— Bagian Dokumen —
Banyak Produksi Arak Fermentasi Gula, Petani Arak Berbahan Tuak Mengeluh

Banyak Produksi Arak Fermentasi Gula, Petani Arak Berbahan Tuak Mengeluh
Arak berbahan tuak yang diproduksi petani sulit terjual karena akibat disaingi oleh arak permentasi gula. (BP/Nan)

AMLAPURA, BALIPOST.com – Semenjak arak dilegalkan, belakangan ini membuat banyak sekali petani maupun pengusaha yang memproduksi arak berbahan fermentasi gula. Hal itu, membuat petani arak berbahan tuak yang sudah lama menekuni kerajinan ini mengeluh karena hasil tuak yang dihasilkan menjadi tak laku akibat banyak pengusaha yang membuat arak permentasi berbahan gula tersebut.

Petani arak berbahan tuak di Desa Telagatawang, mengungkapkan, di satu sisi pihaknya sangat mengapresiasi terkait langkah pemerintah melegalnya arak Bali. Tapi, disi lain menjadi sebuah dilema. Pasalnya, dengan legalnya arak belakangan semakin banyak petani maupun para pengusaha yang memproduksi arak permentasi gula. Kondisi itu, membuat petani arak berbahan tuak mengalami penurunan penjualan karena kalah saing dengan arak permentasi gula.

— Ketentuan Latihan —
A: Salin persis bagian berita tentang petani arak dari "Petani arak berbahan tuak di" sampai "dengan arak permentasi gula.".
B: Tulis lanjutan berita tentang petani arak, dimulai setelah kalimat terakhirnya.

Data Tersimpan
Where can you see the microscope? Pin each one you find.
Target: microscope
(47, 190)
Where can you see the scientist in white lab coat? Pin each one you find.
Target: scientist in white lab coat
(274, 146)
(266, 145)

— Daftar Jawaban —
A:
Petani arak berbahan tuak di Desa Telagatawang, mengungkapkan, di satu sisi pihaknya sangat mengapresiasi terkait langkah pemerintah melegalnya arak Bali. Tapi, disi lain menjadi sebuah dilema. Pasalnya, dengan legalnya arak belakangan semakin banyak petani maupun para pengusaha yang memproduksi arak permentasi gula. Kondisi itu, membuat petani arak berbahan tuak mengalami penurunan penjualan karena kalah saing dengan arak permentasi gula.

B:
“Ditengah-tengah wabah Covid-19 banyak pesaing yang menjual arak fermentasi gula. Sehingga membuat petani arak berbahan tuak menjadi banyak yang mengeluh. Semenjak adanya wacana arak dilegalkan, bukannya memberi dampak positif bagi petani arak di Desa Telagatawang khususnya di Desa Adat Kebung justru sebaliknya,” ucapnya.

Sumerta, menambahkan, sejak arak dilegalkan hasil penjualan kami justru merosot turun bahkan hampir tidak laku, sedangkan pengusaha berbondong-bondong memproduksi arak fermentasi gula dan lainnya yang secara tidak langsung menyaingi arak dan membuat arak asli produksi menjadi tidak laku.

Keluhan lain, juga dirasakan petani arak tuak yang lain, yakni I Komang Padma. Padma, menjelaskan, dirinya sebagai pengepul atau pemasok arak merasa kebingungan termasuk petani arak yang lainnya untuk menjual hasil produksi pasca banyaknya petani yang memproduksi arak permentasi gula.

“Banyak pelanggan sebelumnya membeli hasil produksi yang saya hasilkan, kini beralih membeli arak fermentasi yang harganya jauh lebih murah. Kondisi seperti ini baru kali pertama dirasakan petani arak selama kurang lebih dari ratusan tahun telah melakoni pekerjaan sebagai petani arak. Dulu waktu arak masih illegal pun saya tidak pernah merasakan kondisi seperti saat ini. Sehingga saya berharap semoga pemerintah dapat memberikan perhatiannya kepada kami sehingga kami bisa bertahan hidup,” jelas Padma.

Perbekel Desa Telagatawang, I Komang Muja Arsana, tak menampik terkait kondisi itu. Menurutnya, ada beberapa faktor yang menyebabkan munculnya pesaing baru, dan dikarenakan timbulnya wabah Covid-19 yang memberi dampak pada daya beli masyarakat yang menjadi menurun. Pihaknya pun merasa prihatin dan khawatir dengan kehidupan masyarakat terlebih arak yang berbahan baku tuak merupakan satu-satunya mata pencaharian masyarakat.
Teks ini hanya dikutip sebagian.